◆ WRITTEN EXERCISE A:
According to the climate passage, which institute does Prof. Johan Rockström direct?

◆ PAGE:
• • •

The authors warn that a breakdown in the climate would probably make other “interacting threats” worse, such as growing inequality, false information, democratic breakdowns, and even the development of new kinds of dangerous AI weapons.
In one scenario discussed in the article, technologically advanced superpowers engage in “warm wars” over massive projects to reflect sunlight and lower global temperatures as well as depleting carbon space.
According to academics, more attention should be paid to locating all potential “Hothouse Earth” tipping points, including those that could result in the disappearance of cloud cover, the release of methane from permafrost melt, or the loss of forests that serve as “carbon sinks.”
The Potsdam Institute for Climate Impact Research Director and co-author Prof. Johan Rockström noted, “The more we learn about how our planet functions, the greater the reason for concern.”
“We increasingly understand that our planet is a more sophisticated and fragile organism. We must do the math of disaster in order to avoid it,” he added.
“We need an interdisciplinary endeavor to understand how climate change could trigger human mass morbidity and mortality,” added co-author Prof. Kristie Ebi from the University of Washington.
Kemp continued, “We know that temperature rise has a ‘fat tail’, which means a wide range of lower probability but potentially extreme outcomes. Facing a future of accelerating climate change while remaining blind to worst-case scenarios is naive risk-management at best and fatally foolish at worst.”

• • •

◆ WRITTEN EXERCISE B:
Show every line in the rows below that contains the word "mirror".

◆ EXERCISE INPUTS:
• • •

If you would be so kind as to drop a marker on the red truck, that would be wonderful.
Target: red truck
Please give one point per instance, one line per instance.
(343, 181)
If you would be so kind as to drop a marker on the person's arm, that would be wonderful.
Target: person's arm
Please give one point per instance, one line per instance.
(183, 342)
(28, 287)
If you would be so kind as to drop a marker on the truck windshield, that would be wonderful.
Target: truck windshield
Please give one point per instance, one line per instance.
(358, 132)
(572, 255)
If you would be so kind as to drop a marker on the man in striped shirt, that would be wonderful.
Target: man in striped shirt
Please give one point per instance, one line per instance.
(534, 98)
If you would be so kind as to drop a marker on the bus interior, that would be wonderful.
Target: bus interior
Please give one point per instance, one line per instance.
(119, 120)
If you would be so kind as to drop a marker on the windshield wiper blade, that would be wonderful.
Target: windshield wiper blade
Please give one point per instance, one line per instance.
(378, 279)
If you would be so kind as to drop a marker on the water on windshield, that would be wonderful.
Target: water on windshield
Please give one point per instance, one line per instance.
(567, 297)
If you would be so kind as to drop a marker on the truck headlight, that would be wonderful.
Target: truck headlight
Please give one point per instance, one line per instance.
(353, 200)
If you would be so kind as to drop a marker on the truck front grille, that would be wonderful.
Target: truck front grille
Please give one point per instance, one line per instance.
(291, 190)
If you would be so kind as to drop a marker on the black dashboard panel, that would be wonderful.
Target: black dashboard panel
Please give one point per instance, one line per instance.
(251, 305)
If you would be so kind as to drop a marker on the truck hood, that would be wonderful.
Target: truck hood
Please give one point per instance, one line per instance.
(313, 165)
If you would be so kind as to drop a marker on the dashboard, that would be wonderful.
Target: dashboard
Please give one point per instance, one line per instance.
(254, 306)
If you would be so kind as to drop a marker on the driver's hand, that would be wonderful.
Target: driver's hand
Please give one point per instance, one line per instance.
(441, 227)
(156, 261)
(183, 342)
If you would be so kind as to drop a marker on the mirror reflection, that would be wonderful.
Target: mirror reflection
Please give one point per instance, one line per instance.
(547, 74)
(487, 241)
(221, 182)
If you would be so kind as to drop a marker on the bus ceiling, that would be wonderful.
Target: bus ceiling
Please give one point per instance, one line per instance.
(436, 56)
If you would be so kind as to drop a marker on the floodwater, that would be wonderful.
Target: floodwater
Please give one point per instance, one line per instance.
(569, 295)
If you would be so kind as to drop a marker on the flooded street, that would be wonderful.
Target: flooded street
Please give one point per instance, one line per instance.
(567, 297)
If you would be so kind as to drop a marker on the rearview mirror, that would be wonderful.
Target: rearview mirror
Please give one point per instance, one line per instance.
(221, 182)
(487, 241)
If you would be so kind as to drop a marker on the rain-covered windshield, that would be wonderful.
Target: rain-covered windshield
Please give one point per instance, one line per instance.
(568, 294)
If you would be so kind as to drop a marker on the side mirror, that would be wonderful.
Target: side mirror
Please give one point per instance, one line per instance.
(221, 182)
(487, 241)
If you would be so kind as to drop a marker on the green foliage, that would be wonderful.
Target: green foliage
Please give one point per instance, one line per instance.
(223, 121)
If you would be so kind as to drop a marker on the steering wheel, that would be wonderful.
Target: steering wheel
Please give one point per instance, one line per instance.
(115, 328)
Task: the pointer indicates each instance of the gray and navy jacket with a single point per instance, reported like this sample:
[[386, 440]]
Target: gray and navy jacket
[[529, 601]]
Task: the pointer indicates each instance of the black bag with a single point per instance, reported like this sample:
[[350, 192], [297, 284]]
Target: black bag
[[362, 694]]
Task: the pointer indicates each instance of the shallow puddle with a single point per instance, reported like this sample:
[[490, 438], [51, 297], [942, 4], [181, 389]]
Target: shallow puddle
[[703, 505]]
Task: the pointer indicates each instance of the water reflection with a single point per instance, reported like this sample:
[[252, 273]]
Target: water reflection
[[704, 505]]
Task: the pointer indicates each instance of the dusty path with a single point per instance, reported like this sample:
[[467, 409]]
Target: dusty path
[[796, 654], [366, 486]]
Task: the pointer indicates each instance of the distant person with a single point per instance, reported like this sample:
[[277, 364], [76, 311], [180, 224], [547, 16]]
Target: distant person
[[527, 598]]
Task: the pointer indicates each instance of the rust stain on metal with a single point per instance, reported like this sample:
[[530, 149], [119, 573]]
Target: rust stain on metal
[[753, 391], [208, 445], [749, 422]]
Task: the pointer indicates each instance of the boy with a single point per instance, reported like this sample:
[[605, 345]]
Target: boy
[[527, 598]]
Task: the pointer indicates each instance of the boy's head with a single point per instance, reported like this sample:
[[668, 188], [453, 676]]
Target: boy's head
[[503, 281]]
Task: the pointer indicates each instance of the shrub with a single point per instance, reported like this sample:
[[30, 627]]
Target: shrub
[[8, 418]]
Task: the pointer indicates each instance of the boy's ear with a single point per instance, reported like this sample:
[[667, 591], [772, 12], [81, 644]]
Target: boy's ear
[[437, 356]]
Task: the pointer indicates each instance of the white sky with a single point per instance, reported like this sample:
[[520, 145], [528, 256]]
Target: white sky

• • •

◆ OUTPUT A:
The Potsdam Institute for Climate Impact Research.

◆ OUTPUT B:
If you would be so kind as to drop a marker on the mirror reflection, that would be wonderful.
Target: mirror reflection
If you would be so kind as to drop a marker on the rearview mirror, that would be wonderful.
Target: rearview mirror
If you would be so kind as to drop a marker on the side mirror, that would be wonderful.
Target: side mirror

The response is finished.